-- Extract provided follows --

The workflow looks like this: customer submits a request → GPT-5.5 reads the spec → Codex generates a first pass → tests run automatically → engineers review, tweak, ship. It's not "AI writes production code unattended" (that way lies bugs); it's "AI handles the boilerplate, engineers handle the judgment."
For Braintrust, the upside is throughput—more experiments per engineer, faster iteration. For clients, it means features land faster. The unspoken trade-off: engineers now spend more time reviewing AI code than writing it from scratch, which shifts the skillset from "can you code?" to "can you spot what a model got wrong?" (Note: Those are different skills.)
The broader pattern: every platform offering on-demand engineering is racing to inject AI into the request-to-delivery pipeline. Braintrust's bet is that GPT-5.5 + Codex cuts enough friction that human engineers become a quality gate, not a bottleneck—which works only if the model's error rate stays low enough that review isn't a job by itself.
Box founder Aaron Levie called it "AI psychosis": the moment when executives, bedazzled by model benchmarks and cost-cutting fantasies, greenlight mass layoffs to replace roles they don't actually understand with AI systems they haven't tested at scale.
ClickUp cut 22% of its workforce recently, betting on AI agents to fill the gap. 2026 tech layoffs are already nearly matching all of 2025. The pattern is predictable: CEO reads a TechCrunch headline about GPT-5.5's coding prowess → CEO decides the entire support team can be replaced → CEO discovers, six months later, that what AI excels at on a benchmark doesn't map to what your actual customers need when they're angry at 2 a.m.
Levie's point cuts deeper: the people making these decisions—mostly non-technical executives—are the least equipped to assess what a job actually requires versus what an AI demo *claims* to do. A customer success manager who's been with your company for five years knows why customers churn. An LLM knows patterns in chat logs. These are not the same thing.
The fallout: reduced service quality, customer frustration, and (the delicious part) rehiring the people you just fired when the agents fail. It's the AI equivalent of "move fast and break things," except the things that break include your brand and your team's ability to ship anything that doesn't suck.
- GitHub Copilot's new token-based billing is sparking outrage among developers who claim the pricing model penalizes verbose coding and rewards shortcuts over clarity.
- A viral CLAUDE.md workflow has hit 220k GitHub stars by codifying Andrej Karpathy's "vibe coding" strategies for managing AI agents with surgical changes and goal-driven execution.
- Elon Musk announced Grok V9-Medium, featuring 1.5 trillion parameters and advanced coding reasoning, with a pledge to open-source V8-Small by year's end.
- The Vatican issued its first formal AI encyclical, "Magnifica Humanitas," addressing AI's impact on labor, dignity, and human relationships.

-- Extract provided concluded --
-- Excerpted data follows --

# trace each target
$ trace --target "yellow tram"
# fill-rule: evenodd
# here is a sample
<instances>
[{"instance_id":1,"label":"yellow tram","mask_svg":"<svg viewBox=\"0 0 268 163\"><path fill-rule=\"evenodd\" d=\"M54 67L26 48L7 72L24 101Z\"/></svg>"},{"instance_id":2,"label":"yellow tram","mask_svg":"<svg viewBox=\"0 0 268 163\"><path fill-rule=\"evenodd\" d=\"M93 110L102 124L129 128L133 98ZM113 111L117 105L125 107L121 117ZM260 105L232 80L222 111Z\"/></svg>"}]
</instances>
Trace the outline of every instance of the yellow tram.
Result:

-- Excerpted data concluded --

Work to complete:
1. List every person the AI news excerpt mentions by full name.
2. Echo the AI news excerpt word for word, from "- GitHub Copilot's" up to and including "and human relationships.".
The records above come from a different source than the text.

Solutions per task:
1. Aaron Levie, Andrej Karpathy, Elon Musk

2.
- GitHub Copilot's new token-based billing is sparking outrage among developers who claim the pricing model penalizes verbose coding and rewards shortcuts over clarity.
- A viral CLAUDE.md workflow has hit 220k GitHub stars by codifying Andrej Karpathy's "vibe coding" strategies for managing AI agents with surgical changes and goal-driven execution.
- Elon Musk announced Grok V9-Medium, featuring 1.5 trillion parameters and advanced coding reasoning, with a pledge to open-source V8-Small by year's end.
- The Vatican issued its first formal AI encyclical, "Magnifica Humanitas," addressing AI's impact on labor, dignity, and human relationships.